* What you should do *
Read the listing below and copy out each line where the word "street" occurs.

* Records provided *
..........
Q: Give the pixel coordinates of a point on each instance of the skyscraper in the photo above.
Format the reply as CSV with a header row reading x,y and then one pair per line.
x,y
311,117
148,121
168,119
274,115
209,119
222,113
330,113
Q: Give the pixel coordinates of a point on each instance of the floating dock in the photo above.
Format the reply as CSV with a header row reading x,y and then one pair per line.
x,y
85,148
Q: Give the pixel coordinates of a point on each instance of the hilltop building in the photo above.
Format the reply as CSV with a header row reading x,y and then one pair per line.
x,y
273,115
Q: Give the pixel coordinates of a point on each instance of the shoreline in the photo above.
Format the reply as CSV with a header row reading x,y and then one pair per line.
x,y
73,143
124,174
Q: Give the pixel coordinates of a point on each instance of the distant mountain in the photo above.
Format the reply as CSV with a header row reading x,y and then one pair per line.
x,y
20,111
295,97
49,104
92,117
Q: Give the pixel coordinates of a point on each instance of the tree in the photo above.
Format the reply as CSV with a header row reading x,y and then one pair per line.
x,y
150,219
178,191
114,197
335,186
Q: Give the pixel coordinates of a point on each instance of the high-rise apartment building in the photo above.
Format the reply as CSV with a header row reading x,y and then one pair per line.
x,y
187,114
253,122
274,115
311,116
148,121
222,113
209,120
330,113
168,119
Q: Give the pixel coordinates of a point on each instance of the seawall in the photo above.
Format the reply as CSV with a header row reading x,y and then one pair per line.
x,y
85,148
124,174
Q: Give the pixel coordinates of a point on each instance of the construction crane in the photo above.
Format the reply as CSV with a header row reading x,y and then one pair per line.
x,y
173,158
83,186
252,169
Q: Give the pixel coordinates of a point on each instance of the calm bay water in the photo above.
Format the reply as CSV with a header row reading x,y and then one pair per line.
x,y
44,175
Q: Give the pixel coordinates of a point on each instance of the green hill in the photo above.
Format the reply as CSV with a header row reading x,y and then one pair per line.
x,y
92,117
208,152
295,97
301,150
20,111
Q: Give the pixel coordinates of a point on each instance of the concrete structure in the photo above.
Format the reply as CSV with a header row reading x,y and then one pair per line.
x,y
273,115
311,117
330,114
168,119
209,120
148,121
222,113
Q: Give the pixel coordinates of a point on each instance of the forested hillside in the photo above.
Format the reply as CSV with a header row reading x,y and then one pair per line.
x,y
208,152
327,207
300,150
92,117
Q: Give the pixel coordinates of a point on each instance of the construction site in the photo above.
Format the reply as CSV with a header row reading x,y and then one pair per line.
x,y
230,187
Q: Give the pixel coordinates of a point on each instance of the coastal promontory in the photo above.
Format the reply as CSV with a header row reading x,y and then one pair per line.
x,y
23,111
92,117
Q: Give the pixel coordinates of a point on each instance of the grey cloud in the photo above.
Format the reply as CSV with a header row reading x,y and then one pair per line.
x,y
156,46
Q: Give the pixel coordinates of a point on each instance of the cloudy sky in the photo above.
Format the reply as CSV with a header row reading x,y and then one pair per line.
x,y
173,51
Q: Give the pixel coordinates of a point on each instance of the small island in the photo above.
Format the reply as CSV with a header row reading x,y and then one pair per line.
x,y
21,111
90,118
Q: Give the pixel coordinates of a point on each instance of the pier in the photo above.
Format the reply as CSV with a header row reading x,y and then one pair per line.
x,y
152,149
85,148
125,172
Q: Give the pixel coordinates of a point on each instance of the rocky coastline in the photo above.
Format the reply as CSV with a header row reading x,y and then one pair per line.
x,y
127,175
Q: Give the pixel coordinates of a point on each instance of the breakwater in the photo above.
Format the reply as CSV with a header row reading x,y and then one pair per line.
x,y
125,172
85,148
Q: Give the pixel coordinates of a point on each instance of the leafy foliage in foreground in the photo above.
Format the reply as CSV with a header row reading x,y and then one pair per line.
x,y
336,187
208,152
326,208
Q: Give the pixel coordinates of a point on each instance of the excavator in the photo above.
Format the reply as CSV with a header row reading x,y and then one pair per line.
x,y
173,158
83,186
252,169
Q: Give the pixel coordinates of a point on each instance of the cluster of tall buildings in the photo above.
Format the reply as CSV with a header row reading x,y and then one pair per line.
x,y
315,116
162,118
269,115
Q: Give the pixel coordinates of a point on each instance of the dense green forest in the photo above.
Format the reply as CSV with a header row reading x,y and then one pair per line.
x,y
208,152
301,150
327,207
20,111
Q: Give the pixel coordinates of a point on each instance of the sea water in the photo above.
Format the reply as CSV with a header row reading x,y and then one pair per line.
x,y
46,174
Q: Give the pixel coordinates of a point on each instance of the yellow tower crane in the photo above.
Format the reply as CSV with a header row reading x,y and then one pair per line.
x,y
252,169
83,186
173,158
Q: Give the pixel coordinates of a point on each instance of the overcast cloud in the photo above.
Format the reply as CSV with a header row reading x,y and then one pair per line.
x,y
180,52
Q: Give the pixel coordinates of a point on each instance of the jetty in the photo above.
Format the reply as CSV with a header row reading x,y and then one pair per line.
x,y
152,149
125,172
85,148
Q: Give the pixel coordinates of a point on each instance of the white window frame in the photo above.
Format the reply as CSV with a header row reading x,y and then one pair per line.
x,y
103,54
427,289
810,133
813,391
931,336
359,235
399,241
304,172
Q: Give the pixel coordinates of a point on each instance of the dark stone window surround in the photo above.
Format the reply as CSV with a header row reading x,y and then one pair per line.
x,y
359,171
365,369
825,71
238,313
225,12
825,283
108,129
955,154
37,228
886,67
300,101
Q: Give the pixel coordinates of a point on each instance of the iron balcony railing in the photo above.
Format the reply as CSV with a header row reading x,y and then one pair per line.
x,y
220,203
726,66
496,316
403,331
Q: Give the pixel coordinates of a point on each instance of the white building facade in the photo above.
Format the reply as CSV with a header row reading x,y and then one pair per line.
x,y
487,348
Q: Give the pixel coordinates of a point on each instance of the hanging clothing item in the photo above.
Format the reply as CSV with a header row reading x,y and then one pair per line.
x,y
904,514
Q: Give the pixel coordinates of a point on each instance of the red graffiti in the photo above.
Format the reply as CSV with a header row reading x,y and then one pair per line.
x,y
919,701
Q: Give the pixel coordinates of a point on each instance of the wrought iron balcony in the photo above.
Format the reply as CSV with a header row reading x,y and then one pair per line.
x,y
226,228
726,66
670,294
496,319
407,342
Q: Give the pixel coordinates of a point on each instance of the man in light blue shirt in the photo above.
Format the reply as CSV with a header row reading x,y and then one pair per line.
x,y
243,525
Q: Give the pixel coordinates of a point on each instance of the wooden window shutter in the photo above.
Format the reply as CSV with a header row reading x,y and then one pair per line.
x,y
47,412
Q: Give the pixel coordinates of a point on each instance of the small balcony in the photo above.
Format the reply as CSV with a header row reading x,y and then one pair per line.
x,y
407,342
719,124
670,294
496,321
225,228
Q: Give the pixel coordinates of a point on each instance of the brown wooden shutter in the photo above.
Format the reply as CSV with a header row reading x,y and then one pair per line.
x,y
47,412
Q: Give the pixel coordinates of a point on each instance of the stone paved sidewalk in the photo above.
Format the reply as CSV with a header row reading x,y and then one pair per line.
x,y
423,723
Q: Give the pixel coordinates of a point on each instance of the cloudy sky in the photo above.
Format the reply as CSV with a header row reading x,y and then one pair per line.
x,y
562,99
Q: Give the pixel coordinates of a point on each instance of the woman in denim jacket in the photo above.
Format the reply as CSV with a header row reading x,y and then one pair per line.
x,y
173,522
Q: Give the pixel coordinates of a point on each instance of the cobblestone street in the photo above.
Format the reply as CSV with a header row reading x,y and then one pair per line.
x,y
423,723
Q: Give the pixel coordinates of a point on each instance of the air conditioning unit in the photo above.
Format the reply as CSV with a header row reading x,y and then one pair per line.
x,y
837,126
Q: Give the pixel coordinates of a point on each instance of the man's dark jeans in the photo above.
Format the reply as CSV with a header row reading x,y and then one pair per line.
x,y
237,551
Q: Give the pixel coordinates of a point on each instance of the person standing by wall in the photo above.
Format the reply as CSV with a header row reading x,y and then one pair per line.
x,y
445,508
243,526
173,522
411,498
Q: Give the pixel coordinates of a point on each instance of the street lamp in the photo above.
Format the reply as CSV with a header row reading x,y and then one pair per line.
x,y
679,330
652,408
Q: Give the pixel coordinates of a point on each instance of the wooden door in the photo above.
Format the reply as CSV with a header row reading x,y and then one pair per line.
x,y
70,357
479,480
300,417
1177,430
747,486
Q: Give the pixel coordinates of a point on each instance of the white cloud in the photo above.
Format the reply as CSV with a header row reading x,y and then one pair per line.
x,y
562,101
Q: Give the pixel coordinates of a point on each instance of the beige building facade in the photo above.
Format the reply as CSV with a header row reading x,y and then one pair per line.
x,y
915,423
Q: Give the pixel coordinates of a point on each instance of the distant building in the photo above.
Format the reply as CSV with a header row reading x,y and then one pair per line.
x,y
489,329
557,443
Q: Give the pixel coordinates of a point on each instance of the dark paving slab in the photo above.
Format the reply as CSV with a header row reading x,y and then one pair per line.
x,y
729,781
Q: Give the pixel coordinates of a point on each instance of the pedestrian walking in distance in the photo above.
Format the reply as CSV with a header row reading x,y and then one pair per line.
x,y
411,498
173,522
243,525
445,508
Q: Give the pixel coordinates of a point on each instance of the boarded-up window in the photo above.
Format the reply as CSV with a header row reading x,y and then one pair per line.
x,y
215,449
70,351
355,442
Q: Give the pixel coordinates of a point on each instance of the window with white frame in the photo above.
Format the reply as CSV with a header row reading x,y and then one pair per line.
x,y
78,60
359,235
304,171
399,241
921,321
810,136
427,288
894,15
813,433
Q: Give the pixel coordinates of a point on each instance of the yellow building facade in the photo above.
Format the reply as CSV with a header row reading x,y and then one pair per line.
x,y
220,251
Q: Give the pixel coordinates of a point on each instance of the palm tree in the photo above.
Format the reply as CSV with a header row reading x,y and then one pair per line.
..........
* Output below *
Q: Give the pixel coordinates of a point on each instance of the cobblestone street in the photo above.
Q: Give the pixel coordinates of a point on each instance of the street lamp in the photo above.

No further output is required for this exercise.